═════ Input rows

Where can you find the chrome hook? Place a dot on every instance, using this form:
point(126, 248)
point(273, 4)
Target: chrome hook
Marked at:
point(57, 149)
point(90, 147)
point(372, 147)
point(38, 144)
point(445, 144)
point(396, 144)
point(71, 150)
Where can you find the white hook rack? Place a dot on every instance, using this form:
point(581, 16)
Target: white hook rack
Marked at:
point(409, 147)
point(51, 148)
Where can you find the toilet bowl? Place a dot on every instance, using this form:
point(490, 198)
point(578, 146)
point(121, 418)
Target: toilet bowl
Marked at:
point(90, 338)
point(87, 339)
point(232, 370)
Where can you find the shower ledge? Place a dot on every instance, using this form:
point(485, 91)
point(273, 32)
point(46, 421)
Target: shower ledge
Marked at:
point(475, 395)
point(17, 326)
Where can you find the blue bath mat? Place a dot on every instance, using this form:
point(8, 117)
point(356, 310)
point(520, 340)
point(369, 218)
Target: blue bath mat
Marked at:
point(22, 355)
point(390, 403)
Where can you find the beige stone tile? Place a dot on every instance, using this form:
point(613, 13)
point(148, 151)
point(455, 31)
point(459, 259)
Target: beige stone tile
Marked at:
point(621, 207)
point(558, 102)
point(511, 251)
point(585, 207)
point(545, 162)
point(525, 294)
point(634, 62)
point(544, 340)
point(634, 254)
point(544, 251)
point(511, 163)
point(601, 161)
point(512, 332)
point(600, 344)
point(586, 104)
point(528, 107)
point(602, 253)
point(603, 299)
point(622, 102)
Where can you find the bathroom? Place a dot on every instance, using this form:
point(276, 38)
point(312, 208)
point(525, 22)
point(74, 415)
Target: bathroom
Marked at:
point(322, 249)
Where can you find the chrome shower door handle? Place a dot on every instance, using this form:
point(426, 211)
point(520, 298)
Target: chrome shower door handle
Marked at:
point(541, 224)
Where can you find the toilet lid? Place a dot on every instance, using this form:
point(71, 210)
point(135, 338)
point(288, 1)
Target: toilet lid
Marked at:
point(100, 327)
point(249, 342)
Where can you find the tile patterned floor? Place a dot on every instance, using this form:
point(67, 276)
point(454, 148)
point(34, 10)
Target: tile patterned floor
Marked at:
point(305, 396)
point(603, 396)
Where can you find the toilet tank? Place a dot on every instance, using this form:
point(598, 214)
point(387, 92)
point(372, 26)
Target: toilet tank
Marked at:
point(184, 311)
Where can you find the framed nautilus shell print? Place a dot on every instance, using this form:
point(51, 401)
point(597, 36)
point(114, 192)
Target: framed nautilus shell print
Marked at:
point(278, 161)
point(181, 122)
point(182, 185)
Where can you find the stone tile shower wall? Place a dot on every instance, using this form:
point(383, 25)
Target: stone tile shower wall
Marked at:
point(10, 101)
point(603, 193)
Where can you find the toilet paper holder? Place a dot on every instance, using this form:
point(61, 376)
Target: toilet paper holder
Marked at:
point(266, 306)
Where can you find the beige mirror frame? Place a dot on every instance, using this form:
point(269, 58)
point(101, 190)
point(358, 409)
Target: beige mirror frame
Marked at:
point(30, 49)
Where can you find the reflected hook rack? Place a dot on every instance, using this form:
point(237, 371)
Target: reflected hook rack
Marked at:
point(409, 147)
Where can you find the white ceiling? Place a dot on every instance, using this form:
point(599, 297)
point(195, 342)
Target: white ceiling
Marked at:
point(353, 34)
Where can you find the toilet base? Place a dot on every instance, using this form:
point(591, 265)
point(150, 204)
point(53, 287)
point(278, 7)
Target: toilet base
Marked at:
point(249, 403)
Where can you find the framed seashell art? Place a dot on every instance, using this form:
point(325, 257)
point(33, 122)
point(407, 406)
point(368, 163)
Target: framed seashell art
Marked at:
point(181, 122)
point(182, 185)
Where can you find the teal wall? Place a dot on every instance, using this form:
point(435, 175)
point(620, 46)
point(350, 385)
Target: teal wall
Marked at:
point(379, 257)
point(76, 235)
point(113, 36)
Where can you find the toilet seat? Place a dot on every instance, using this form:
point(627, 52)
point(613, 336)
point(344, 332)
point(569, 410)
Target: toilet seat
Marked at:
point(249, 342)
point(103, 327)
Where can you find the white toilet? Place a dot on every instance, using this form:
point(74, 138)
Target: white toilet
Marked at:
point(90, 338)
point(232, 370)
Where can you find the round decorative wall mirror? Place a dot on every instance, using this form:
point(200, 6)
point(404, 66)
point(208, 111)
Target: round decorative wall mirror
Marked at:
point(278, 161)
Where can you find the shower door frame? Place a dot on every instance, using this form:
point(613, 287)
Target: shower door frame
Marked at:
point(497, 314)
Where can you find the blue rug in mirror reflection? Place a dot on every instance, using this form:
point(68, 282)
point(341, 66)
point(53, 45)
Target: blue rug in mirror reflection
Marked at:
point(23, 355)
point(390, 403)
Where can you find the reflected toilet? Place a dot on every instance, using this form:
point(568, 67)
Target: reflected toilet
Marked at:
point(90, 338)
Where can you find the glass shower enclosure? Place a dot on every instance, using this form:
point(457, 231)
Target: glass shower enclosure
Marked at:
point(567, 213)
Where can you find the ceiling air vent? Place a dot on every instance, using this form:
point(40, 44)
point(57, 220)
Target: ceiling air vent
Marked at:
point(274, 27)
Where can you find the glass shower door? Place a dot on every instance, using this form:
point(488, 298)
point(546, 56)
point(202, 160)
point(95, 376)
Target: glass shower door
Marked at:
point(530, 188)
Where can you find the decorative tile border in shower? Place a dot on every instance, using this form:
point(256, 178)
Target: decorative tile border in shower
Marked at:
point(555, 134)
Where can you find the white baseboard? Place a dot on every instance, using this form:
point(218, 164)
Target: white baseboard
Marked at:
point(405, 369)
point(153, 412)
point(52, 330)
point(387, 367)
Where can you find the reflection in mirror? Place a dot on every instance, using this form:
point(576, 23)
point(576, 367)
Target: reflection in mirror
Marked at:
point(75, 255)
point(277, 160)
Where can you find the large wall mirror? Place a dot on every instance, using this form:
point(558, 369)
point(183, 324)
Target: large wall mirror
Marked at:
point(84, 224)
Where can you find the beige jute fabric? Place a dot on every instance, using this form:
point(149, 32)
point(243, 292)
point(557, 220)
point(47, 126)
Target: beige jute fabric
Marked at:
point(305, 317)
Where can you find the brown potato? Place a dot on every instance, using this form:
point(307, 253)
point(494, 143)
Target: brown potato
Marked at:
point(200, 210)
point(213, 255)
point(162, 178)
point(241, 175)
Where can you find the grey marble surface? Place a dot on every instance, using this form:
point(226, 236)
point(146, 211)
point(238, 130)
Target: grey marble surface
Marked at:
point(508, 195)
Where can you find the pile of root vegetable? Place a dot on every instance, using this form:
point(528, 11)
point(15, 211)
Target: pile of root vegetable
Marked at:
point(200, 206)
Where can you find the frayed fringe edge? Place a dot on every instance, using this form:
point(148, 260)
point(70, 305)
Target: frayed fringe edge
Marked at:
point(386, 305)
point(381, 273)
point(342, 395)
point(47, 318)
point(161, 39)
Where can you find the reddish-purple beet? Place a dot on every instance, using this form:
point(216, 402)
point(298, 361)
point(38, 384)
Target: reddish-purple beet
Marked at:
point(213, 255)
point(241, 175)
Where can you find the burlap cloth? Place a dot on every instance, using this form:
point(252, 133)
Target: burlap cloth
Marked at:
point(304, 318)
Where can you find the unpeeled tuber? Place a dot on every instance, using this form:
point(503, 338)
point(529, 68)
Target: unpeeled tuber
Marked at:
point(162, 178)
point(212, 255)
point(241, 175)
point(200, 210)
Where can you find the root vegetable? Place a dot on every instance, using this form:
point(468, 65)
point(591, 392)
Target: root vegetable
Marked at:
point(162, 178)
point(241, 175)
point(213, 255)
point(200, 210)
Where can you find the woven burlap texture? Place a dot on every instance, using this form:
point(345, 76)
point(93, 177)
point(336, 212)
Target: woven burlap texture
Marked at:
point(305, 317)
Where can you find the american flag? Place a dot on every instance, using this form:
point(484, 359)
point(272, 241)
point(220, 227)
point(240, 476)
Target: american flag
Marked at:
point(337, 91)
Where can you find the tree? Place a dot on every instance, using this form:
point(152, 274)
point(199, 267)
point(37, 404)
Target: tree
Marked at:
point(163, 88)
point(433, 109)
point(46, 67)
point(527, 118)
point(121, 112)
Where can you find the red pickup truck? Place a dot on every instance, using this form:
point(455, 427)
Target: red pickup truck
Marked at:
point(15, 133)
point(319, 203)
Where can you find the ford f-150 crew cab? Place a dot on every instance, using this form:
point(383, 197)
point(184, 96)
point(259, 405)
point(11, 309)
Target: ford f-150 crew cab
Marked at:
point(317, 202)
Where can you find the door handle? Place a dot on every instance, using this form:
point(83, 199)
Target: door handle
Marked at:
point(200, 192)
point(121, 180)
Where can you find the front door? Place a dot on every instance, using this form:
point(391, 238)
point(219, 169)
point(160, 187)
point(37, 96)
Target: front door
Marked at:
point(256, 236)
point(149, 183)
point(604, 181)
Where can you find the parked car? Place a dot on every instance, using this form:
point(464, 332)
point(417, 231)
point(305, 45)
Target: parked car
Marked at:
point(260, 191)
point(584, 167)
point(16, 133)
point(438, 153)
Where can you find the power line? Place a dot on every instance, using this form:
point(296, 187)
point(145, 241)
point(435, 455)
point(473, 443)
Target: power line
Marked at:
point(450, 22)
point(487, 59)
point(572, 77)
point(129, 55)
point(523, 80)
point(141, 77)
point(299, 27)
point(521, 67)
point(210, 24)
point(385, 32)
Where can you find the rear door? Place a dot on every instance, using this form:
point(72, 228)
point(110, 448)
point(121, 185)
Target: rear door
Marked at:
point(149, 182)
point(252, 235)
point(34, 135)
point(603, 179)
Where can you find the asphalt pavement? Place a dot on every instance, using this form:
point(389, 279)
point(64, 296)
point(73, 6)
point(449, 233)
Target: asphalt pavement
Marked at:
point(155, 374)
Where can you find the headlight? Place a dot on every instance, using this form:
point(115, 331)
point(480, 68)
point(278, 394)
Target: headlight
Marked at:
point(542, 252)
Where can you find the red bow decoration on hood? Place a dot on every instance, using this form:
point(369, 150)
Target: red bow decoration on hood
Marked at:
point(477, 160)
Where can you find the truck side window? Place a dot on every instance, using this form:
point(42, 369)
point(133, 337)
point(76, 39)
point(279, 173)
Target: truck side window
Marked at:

══════════

_To do_.
Copy the rows above verbatim, from the line containing "Where can you find the white hook" through the line containing "point(17, 326)", with both lines included.

_Full response_.
Where can you find the white hook rack? Place a dot on every instance, using this form:
point(581, 16)
Target: white hook rack
Marked at:
point(409, 147)
point(51, 148)
Where can you find the toilet bowl? Place a dot on every instance, using this form:
point(490, 198)
point(578, 146)
point(121, 418)
Target: toilet bowl
Marked at:
point(90, 338)
point(87, 339)
point(232, 370)
Where can you find the shower ledge? Place a dot on every instance, using this form:
point(485, 91)
point(273, 32)
point(46, 421)
Target: shower ledge
Marked at:
point(475, 395)
point(17, 326)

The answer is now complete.